When a potentially causal effect of ADHD on a health outcome was detected, we investigated possible bidirectional effects by repeating the 2-sample MR analyses using independent genetic variants for the relevant physical outcomes as the exposure (childhood obesity, P < 1 ×10−6 (22); and CAD, P < 5 ×10−8 (23)) and ADHD as the outcome. Steiger filtering for SNPs was also used to examine whether the instrument SNPs were better predictors of the outcome rather than the exposure, which could indicate reverse causation (38).

Investigating possible mediators of the association between ADHD and physical health outcomes

Multivariable MR (MVMR) analyses were conducted to assess 2 potential mediators of the association between ADHD and CAD: childhood obesity (22) and lifetime smoking heaviness (39) on CAD. MVMR is an extension of MR that can be used to estimate the causal effects of multiple exposures on 1 outcome simultaneously and requires an additional assumption that each instrument must be conditionally independent of the outcome given all exposures and confounders. MVMR is explained in more detail elsewhere (40).

All steps of the 2-sample MR we performed are summarized in Figure 1. Analyses were conducted using the TwoSampleMR package, version 0.4.14, for R, version 3.4.1.

RESULTS

Investigating the causal role of ADHD on physical health outcomes

MR results using the IVW approach are shown in Table 1. There was evidence of a causal effect of ADHD on childhood obesity (odds ratio (OR) =1.29 per log odds increase in ADHD genetic liability, 95% confidence interval (CI): 1.02, 1.63) and CAD (OR = 1.11 per log odds increase in ADHD genetic liability, 95% CI: 1.03, 1.19) using IVW. Both the weighted median estimator and MR-Egger regression showed effects consistently in the same direction as IVW, although with wider confidence intervals, as expected (Figure 2, Web Table 4).

Table 1

Two-Sample Mendelian Randomization for Attention-Deficit/Hyperactivity Disorder and Physical Health Outcomes, Using Inverse Variant Weighting

Disease	No. of SNPs	OR a b	95% CI
BMI	10	0.03	−0.01, 0.08
Childhood obesity	9	1.29	1.02, 1.63
Coronary artery disease	11	1.11	1.03, 1.19
Myocardial infarction	11	1.06	0.97, 1.16
Hypertension	11	1.05	0.97, 1.13
Systolic blood pressure	11	−0.01	−0.05, 0.03
Type 2 diabetes mellitus	11	1.09	1.00, 1.20
Migraine	12	0.94	0.84, 1.05
Epilepsy	9	1.01	1.00, 1.02
Rheumatoid arthritis	10	1.02	0.87, 1.19
Inflammatory bowel disease	11	0.99	0.86, 1.15
Allergic rhinitis	11	0.92	0.80, 1.07
Asthma	8	1.16	0.93, 1.45
Eczema	11	0.94	0.82, 1.07
Lung cancer	10	1.10	0.96, 1.27

Abbreviations: BMI, body mass index; CI, confidence interval; OR, odds ratio; SNP, single-nucleotide polymorphism.

.....

## Explore the material
a – Which R package did the ADHD study excerpt say was used for the analyses?
b – Transcribe the part of the ADHD study excerpt starting at "MR results using" and ending at "Web Table 4).".
c – Go on with the ADHD study excerpt from the point where it stops.
The lines after this have nothing to do with the ADHD study excerpt.

.....

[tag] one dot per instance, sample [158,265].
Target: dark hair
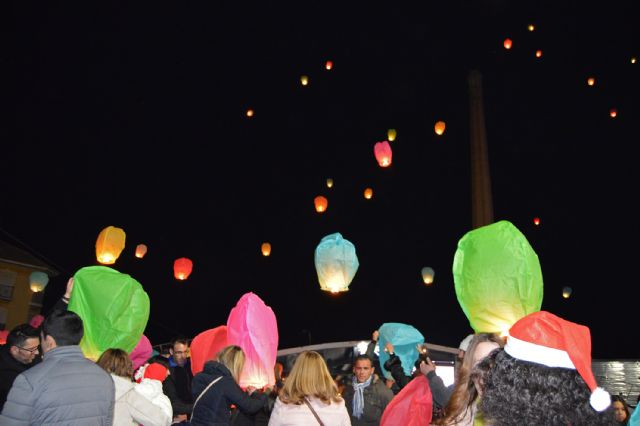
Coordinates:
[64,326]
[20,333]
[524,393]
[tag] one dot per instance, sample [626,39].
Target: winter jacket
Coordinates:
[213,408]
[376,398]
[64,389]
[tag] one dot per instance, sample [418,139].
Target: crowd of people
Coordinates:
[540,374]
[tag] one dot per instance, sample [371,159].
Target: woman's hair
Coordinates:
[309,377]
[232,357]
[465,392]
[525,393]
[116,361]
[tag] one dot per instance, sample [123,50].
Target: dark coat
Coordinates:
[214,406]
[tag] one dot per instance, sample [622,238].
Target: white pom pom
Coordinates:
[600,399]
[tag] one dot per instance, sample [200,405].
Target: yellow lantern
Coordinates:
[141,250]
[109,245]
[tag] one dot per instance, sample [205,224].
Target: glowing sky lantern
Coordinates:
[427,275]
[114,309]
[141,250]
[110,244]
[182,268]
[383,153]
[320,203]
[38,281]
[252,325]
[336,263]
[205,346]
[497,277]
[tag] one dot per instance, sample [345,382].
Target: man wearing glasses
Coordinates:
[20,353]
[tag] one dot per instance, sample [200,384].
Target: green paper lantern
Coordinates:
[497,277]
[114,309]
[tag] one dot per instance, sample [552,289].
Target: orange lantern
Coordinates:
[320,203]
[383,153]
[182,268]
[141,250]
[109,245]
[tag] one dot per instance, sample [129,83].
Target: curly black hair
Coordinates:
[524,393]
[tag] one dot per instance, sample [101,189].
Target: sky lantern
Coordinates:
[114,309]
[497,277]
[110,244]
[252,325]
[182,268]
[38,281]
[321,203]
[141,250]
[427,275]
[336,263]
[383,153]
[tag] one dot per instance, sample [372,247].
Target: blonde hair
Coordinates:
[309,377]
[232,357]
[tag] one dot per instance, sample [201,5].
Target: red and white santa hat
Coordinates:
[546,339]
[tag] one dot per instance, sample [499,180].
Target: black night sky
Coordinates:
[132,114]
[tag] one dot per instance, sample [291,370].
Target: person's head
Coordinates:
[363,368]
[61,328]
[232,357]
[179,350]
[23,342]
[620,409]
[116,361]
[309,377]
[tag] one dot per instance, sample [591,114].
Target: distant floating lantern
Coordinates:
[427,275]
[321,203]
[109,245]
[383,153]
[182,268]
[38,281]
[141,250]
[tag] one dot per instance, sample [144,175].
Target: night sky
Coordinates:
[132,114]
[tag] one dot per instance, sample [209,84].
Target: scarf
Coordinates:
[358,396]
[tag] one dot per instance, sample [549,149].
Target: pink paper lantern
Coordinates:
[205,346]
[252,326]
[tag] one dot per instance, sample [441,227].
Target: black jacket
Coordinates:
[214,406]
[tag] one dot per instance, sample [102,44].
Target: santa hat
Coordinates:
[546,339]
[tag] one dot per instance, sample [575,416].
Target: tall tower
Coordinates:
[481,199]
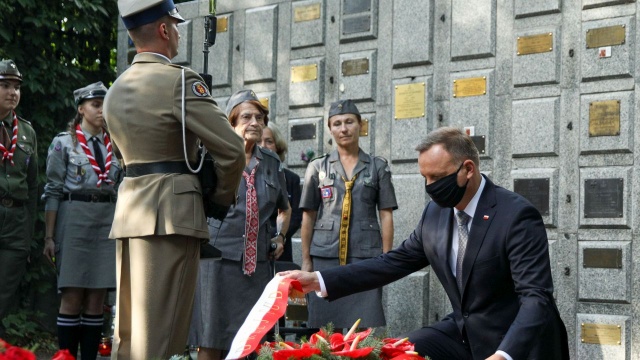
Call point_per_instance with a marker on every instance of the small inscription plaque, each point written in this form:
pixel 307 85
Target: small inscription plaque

.....

## Numbered answers
a – The TwoSampleMR package, version 0.4.14.

b –
MR results using the IVW approach are shown in Table 1. There was evidence of a causal effect of ADHD on childhood obesity (odds ratio (OR) =1.29 per log odds increase in ADHD genetic liability, 95% confidence interval (CI): 1.02, 1.63) and CAD (OR = 1.11 per log odds increase in ADHD genetic liability, 95% CI: 1.03, 1.19) using IVW. Both the weighted median estimator and MR-Egger regression showed effects consistently in the same direction as IVW, although with wider confidence intervals, as expected (Figure 2, Web Table 4).

c –
a Odds ratios for binary outcomes are to be interpreted as a change in the log odds ratio of the outcome per unit increase in the log odds ratio of ADHD.

b β Values are reported for the continuous outcomes BMI and systolic blood pressure.

Figure 2

Effect estimates of single variants for attention-deficit hyperactivity disorder on A) childhood obesity and B) coronary artery disease, using inverse variant weighted regression (IVW), weighted median, and MR-Egger approaches. Estimates are shown as odds ratios (ORs) ± 95% confidence intervals (CIs). SNP, single-nucleotide polymorphism.

There was little evidence of a causal effect of ADHD on BMI, myocardial infarction, hypertension, systolic blood pressure, type 2 diabetes mellitus, migraine, epilepsy, autoimmune and allergic diseases, and lung cancer. There was evidence of a causal effect from MR-Egger regression (OR =1.93, 95% CI, 1.08, 3.45) for inflammatory bowel disease (Web Table 4).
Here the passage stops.